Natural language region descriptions
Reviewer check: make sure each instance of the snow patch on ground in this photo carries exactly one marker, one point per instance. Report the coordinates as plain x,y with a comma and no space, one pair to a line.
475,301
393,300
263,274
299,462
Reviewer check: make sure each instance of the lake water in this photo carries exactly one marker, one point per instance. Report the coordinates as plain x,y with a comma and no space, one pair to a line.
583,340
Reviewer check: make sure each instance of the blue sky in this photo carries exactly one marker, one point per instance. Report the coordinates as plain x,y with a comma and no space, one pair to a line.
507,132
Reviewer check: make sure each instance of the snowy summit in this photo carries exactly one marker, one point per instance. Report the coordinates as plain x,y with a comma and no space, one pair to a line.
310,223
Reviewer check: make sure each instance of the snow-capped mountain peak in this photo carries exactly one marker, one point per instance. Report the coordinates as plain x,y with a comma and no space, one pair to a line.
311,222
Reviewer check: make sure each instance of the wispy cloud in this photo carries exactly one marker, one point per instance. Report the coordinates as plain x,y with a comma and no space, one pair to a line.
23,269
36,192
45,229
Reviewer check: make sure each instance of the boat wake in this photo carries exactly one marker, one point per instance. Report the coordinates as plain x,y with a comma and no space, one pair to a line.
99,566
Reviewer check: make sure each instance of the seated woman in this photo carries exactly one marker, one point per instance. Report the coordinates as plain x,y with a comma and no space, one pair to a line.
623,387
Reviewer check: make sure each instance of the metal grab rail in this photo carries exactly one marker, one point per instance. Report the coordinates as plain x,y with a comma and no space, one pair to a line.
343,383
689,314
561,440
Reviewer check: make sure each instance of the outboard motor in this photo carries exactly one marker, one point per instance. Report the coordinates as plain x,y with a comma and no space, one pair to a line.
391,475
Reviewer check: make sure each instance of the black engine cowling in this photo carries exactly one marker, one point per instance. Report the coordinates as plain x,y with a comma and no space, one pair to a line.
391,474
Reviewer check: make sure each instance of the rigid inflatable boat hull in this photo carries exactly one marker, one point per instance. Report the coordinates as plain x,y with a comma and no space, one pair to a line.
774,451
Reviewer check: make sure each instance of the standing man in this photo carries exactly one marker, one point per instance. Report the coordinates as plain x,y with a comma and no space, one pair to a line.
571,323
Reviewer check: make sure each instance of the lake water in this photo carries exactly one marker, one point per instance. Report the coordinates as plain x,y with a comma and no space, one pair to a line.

=== Exercise requirements ===
Make a faithful copy of every record above.

=== Output of the task ===
Reviewer check: make sure each instance of the snow patch on ground in this photo carries exactly one marker, one point per instance. Report the coordinates as plain x,y with a comma and no space, one pair to a line.
475,301
393,300
263,274
299,462
Reviewer check: make sure each instance of the lake water in this photo carries exactly one marker, one point per instance. Report the coordinates as plain x,y with a comma and no space, one pair to a line.
583,340
Reviewer check: make sure each instance of the blue sky in this photo carries exactly one marker, one point per instance. Report the coordinates as plain x,y with a comma and no space, one pair to a line.
507,132
Reviewer check: make sure each instance of the snowy summit in this photo carries exactly one marker, one point per instance. Report the coordinates as plain x,y with a comma and no space, one pair to a line.
310,223
Reviewer check: make sure each instance of the snow-capped mountain peak in this photo carries exactly one marker, one point per instance. Report the coordinates as plain x,y with a comma and no space, one pair to a line.
311,222
Reviewer check: make sure each instance of the wispy cloud in this photo carries exactly one marker, one point per instance. Report the coordinates as plain x,y with a comma and no space, one pair to a line.
23,269
36,192
45,229
Reviewer check: make sure each instance of the boat wake in this photo carries exactly one marker, one point per instance. Report the coordinates as plain x,y with a comma and no space, one pair to a line.
99,566
Reviewer check: make sure each instance of the seated woman in this photo carries exactly one marker, one point per instance. Report the coordinates as plain x,y with a comma and no space, one pair to a line.
623,387
Reviewer check: make sure each instance of the metal grab rail in this photo carries exactly one marker, one point per instance. Report the coordinates as plain x,y with a comma and no space, one pair to a line.
343,383
689,314
561,440
Reviewer check: make sure each instance of the outboard motor in this photo carries exactly one marker, one point per instance. Report the coordinates as plain x,y with a comma and no space, one pair to a line.
391,475
Reviewer check: make sure each instance of the black engine cowling in this photo carries exactly one marker, one point per instance. Report the coordinates as plain x,y with a comma and no space, one pair to a line.
391,474
Reviewer check: make sure each instance of the rigid inflatable boat hull in this photo carries exactly one marker, one point per instance. Report the coordinates as plain x,y with a comma and no space, one pair to a line.
774,451
Reviewer check: make sure each instance of the standing man in this photo carries exactly one marker, one point per instance. Report the coordinates as plain x,y with a comma and no space, one pair to a line.
571,323
Reviewer check: make sure each instance of the lake water in this photo carries exactly one marker, one point per instance. Report the coordinates as plain x,y with a comma and no space, one pair to a line.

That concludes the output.